Supplied data Start Marker
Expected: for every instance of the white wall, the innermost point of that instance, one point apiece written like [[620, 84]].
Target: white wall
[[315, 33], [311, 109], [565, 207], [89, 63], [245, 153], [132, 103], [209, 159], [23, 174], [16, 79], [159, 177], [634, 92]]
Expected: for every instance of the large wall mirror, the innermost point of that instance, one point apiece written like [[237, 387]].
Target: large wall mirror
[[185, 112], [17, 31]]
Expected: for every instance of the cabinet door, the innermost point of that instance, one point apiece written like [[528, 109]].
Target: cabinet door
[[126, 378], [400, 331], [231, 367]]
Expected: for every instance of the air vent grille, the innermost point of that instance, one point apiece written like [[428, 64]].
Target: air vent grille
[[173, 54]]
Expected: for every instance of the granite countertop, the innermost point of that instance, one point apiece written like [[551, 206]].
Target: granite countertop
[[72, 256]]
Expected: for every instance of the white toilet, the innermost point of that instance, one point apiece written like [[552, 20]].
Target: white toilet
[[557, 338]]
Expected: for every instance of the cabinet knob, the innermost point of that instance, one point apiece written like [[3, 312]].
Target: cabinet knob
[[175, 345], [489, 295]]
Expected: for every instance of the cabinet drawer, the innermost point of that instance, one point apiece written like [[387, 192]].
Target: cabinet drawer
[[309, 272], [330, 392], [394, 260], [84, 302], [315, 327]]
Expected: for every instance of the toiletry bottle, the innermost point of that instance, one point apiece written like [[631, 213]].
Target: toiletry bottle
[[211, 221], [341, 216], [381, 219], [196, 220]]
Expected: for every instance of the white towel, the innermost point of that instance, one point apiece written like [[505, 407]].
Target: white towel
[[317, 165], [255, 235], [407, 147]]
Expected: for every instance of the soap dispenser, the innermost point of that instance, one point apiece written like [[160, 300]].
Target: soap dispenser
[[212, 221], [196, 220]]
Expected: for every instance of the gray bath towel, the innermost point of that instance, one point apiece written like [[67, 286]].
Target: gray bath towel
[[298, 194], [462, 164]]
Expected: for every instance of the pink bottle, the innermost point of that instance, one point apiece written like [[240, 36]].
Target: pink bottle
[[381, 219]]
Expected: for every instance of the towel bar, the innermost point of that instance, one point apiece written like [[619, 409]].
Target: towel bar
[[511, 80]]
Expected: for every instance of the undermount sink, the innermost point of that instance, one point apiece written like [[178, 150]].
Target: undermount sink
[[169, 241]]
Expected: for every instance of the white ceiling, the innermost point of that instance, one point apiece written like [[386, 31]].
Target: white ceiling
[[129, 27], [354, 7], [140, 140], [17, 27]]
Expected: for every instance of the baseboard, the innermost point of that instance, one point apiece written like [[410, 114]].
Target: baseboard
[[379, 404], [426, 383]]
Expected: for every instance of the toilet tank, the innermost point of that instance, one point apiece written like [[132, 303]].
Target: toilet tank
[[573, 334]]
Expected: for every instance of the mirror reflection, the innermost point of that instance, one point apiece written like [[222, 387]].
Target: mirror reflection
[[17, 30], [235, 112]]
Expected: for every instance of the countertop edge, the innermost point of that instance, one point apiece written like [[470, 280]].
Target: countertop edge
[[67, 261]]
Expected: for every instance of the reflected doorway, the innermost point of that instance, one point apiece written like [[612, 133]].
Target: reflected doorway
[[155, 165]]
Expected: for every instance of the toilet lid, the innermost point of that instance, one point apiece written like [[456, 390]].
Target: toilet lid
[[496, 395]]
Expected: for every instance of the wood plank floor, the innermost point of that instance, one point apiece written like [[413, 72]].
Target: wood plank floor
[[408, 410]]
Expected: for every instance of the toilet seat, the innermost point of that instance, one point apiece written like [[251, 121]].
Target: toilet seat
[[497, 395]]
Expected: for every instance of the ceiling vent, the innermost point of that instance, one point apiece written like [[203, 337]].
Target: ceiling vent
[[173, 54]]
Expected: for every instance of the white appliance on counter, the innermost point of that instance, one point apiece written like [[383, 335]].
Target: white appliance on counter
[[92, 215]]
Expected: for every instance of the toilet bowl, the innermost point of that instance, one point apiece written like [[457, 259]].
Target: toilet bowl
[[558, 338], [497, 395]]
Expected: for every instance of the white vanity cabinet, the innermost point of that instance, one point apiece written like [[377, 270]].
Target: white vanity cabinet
Supplied data End Marker
• **Your goal**: Among the records, find all lines that include the string "vanity" and return them.

• **Solution to this problem**:
Expected: for every instance of the white vanity cabinet, the innermost point of that instance, one point apiece written like [[377, 270]].
Target: white vanity cabinet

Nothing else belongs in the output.